[Excerpts from a dataset]
- Opening Delimiter -
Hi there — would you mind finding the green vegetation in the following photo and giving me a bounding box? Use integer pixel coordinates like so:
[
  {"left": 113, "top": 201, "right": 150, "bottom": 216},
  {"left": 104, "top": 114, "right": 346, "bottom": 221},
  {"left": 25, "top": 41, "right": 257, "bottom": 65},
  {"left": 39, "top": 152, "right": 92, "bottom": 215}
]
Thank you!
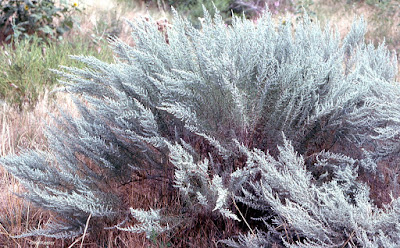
[
  {"left": 167, "top": 0, "right": 232, "bottom": 26},
  {"left": 0, "top": 36, "right": 113, "bottom": 107},
  {"left": 0, "top": 0, "right": 81, "bottom": 42},
  {"left": 0, "top": 0, "right": 114, "bottom": 107}
]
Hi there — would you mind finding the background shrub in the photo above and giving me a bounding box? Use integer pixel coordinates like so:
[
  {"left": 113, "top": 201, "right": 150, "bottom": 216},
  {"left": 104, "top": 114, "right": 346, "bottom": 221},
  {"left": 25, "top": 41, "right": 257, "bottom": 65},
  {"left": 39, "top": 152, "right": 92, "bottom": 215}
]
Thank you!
[
  {"left": 147, "top": 0, "right": 297, "bottom": 27},
  {"left": 0, "top": 0, "right": 80, "bottom": 43}
]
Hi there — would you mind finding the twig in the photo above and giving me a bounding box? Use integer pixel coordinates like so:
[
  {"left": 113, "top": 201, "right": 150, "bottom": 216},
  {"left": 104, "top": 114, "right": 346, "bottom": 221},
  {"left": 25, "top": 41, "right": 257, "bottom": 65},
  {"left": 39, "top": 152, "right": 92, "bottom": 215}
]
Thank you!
[
  {"left": 0, "top": 222, "right": 20, "bottom": 247},
  {"left": 67, "top": 213, "right": 92, "bottom": 248},
  {"left": 341, "top": 231, "right": 355, "bottom": 248},
  {"left": 231, "top": 193, "right": 255, "bottom": 235},
  {"left": 80, "top": 213, "right": 92, "bottom": 248},
  {"left": 282, "top": 221, "right": 291, "bottom": 244},
  {"left": 67, "top": 236, "right": 83, "bottom": 248}
]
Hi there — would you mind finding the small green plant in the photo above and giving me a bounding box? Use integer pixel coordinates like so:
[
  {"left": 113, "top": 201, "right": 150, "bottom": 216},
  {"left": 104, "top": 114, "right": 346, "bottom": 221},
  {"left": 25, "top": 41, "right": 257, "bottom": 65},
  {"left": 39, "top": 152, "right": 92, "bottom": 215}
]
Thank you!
[
  {"left": 344, "top": 0, "right": 389, "bottom": 6},
  {"left": 230, "top": 0, "right": 295, "bottom": 17},
  {"left": 161, "top": 0, "right": 233, "bottom": 27},
  {"left": 365, "top": 0, "right": 388, "bottom": 6},
  {"left": 89, "top": 9, "right": 123, "bottom": 46},
  {"left": 294, "top": 0, "right": 315, "bottom": 18},
  {"left": 149, "top": 229, "right": 172, "bottom": 247},
  {"left": 0, "top": 0, "right": 81, "bottom": 43}
]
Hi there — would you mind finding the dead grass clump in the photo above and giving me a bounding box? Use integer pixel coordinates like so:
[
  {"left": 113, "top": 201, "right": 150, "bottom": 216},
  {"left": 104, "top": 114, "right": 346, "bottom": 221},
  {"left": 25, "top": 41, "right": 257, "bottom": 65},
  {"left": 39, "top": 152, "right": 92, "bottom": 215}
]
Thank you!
[
  {"left": 0, "top": 91, "right": 58, "bottom": 247},
  {"left": 63, "top": 0, "right": 172, "bottom": 47}
]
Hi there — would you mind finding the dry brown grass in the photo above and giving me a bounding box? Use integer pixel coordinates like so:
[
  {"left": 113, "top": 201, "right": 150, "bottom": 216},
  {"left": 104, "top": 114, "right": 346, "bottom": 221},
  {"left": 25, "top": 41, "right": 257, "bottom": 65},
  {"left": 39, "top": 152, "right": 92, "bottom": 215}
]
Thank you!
[
  {"left": 313, "top": 0, "right": 400, "bottom": 55},
  {"left": 63, "top": 0, "right": 172, "bottom": 47},
  {"left": 0, "top": 91, "right": 56, "bottom": 247}
]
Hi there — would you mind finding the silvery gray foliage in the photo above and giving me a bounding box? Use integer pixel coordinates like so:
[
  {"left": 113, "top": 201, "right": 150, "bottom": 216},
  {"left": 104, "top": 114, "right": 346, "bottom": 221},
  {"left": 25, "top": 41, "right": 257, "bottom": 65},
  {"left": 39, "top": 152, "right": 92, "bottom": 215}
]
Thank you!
[
  {"left": 1, "top": 5, "right": 400, "bottom": 246},
  {"left": 114, "top": 208, "right": 170, "bottom": 239},
  {"left": 167, "top": 141, "right": 240, "bottom": 221},
  {"left": 228, "top": 137, "right": 400, "bottom": 247},
  {"left": 221, "top": 229, "right": 273, "bottom": 248}
]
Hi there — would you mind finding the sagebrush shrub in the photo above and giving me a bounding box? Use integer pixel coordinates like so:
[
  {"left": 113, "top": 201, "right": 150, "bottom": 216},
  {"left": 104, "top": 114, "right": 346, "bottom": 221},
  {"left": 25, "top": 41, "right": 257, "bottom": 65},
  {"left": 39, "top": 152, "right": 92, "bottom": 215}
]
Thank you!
[{"left": 2, "top": 6, "right": 400, "bottom": 247}]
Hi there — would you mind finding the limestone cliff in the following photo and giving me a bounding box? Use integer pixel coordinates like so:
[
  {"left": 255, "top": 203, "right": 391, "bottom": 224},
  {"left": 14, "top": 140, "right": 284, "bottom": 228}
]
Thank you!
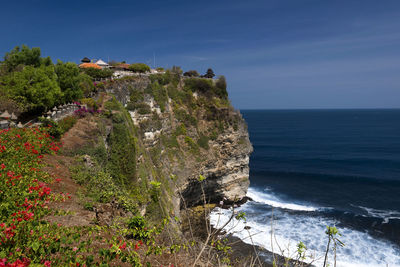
- Closing Delimiter -
● **Directions for this task**
Print all the entries again exactly as written, but without the pictures.

● **Exercise response**
Hi there — would you mind finding the green vegetation in the following photo and giving me a bounding box? Use integer pixel coordinates like so:
[
  {"left": 113, "top": 201, "right": 150, "bottom": 216},
  {"left": 104, "top": 114, "right": 346, "bottom": 221},
  {"left": 25, "top": 41, "right": 257, "bottom": 65},
  {"left": 39, "top": 152, "right": 92, "bottom": 215}
]
Thank you!
[
  {"left": 167, "top": 0, "right": 232, "bottom": 26},
  {"left": 0, "top": 36, "right": 113, "bottom": 107},
  {"left": 0, "top": 0, "right": 81, "bottom": 42},
  {"left": 0, "top": 0, "right": 114, "bottom": 107}
]
Hi there — would you mind finding the background shrub in the photo above and giving me a bounding box? Use integer pixel coordinates like so:
[
  {"left": 113, "top": 201, "right": 150, "bottom": 216},
  {"left": 104, "top": 114, "right": 346, "bottom": 221},
  {"left": 25, "top": 41, "right": 257, "bottom": 65},
  {"left": 39, "top": 152, "right": 92, "bottom": 215}
]
Thank you!
[
  {"left": 147, "top": 0, "right": 297, "bottom": 27},
  {"left": 0, "top": 0, "right": 80, "bottom": 43}
]
Hi there — would you mind finding the twig in the photo above and giving me a bounding box? Use integer pixel coordinates like so:
[
  {"left": 113, "top": 201, "right": 150, "bottom": 216},
  {"left": 104, "top": 114, "right": 346, "bottom": 221},
  {"left": 25, "top": 41, "right": 257, "bottom": 65},
  {"left": 39, "top": 152, "right": 92, "bottom": 215}
]
Thank you!
[
  {"left": 0, "top": 222, "right": 20, "bottom": 247},
  {"left": 67, "top": 213, "right": 92, "bottom": 248},
  {"left": 341, "top": 231, "right": 355, "bottom": 248},
  {"left": 231, "top": 193, "right": 255, "bottom": 235},
  {"left": 80, "top": 213, "right": 92, "bottom": 248},
  {"left": 282, "top": 221, "right": 291, "bottom": 244},
  {"left": 67, "top": 236, "right": 83, "bottom": 248}
]
Hi there — would you mind finding the small green plant in the photo above and giving me a bounding box? Use integer pixel coordinates like so:
[
  {"left": 113, "top": 201, "right": 150, "bottom": 216},
  {"left": 104, "top": 114, "right": 346, "bottom": 221},
  {"left": 25, "top": 41, "right": 257, "bottom": 65},
  {"left": 39, "top": 152, "right": 92, "bottom": 215}
]
Thank you!
[
  {"left": 344, "top": 0, "right": 389, "bottom": 6},
  {"left": 230, "top": 0, "right": 295, "bottom": 17},
  {"left": 161, "top": 0, "right": 233, "bottom": 27},
  {"left": 365, "top": 0, "right": 388, "bottom": 6},
  {"left": 89, "top": 9, "right": 123, "bottom": 46},
  {"left": 294, "top": 0, "right": 315, "bottom": 18},
  {"left": 149, "top": 229, "right": 172, "bottom": 247},
  {"left": 0, "top": 0, "right": 81, "bottom": 43}
]
Hi there — would you mind finding the dead grass clump in the photo above and giving me a bounding box? Use integer pixel coordinates like so:
[
  {"left": 113, "top": 201, "right": 150, "bottom": 216},
  {"left": 104, "top": 114, "right": 346, "bottom": 221},
  {"left": 25, "top": 41, "right": 257, "bottom": 65},
  {"left": 39, "top": 152, "right": 92, "bottom": 215}
]
Thank you!
[
  {"left": 0, "top": 91, "right": 58, "bottom": 247},
  {"left": 63, "top": 0, "right": 172, "bottom": 47}
]
Hi there — would you mind finding the dry brown grass in the photo above and giving me a bounding box? Use integer pixel coordinates like so:
[
  {"left": 113, "top": 201, "right": 150, "bottom": 216},
  {"left": 104, "top": 114, "right": 346, "bottom": 221},
  {"left": 25, "top": 41, "right": 257, "bottom": 65},
  {"left": 39, "top": 152, "right": 92, "bottom": 215}
]
Thank you!
[
  {"left": 313, "top": 0, "right": 400, "bottom": 55},
  {"left": 63, "top": 0, "right": 172, "bottom": 47},
  {"left": 0, "top": 91, "right": 56, "bottom": 247}
]
Hi there — would you mind finding the silvery gray foliage in the photo above and giving me a bounding box? Use integer pixel coordinates like so:
[
  {"left": 113, "top": 201, "right": 150, "bottom": 216},
  {"left": 104, "top": 114, "right": 346, "bottom": 221},
  {"left": 25, "top": 41, "right": 257, "bottom": 65},
  {"left": 39, "top": 152, "right": 92, "bottom": 215}
]
Thank you!
[
  {"left": 1, "top": 5, "right": 400, "bottom": 246},
  {"left": 114, "top": 208, "right": 170, "bottom": 239},
  {"left": 167, "top": 141, "right": 240, "bottom": 221},
  {"left": 228, "top": 137, "right": 400, "bottom": 247},
  {"left": 221, "top": 229, "right": 273, "bottom": 248}
]
Hi there — would you mind finding the sagebrush shrub in the photo above and giving me a bounding box? Use integer pixel coordinates like so:
[
  {"left": 113, "top": 201, "right": 150, "bottom": 216},
  {"left": 104, "top": 114, "right": 346, "bottom": 221},
  {"left": 25, "top": 41, "right": 257, "bottom": 65},
  {"left": 39, "top": 152, "right": 92, "bottom": 215}
]
Thank you!
[{"left": 2, "top": 6, "right": 400, "bottom": 247}]
Hi there — would you mind finding the limestone cliff in the following photo and giving me a bounding box? Use integer pixel coordinates like so:
[
  {"left": 255, "top": 203, "right": 391, "bottom": 224},
  {"left": 14, "top": 140, "right": 284, "bottom": 228}
]
Thank you!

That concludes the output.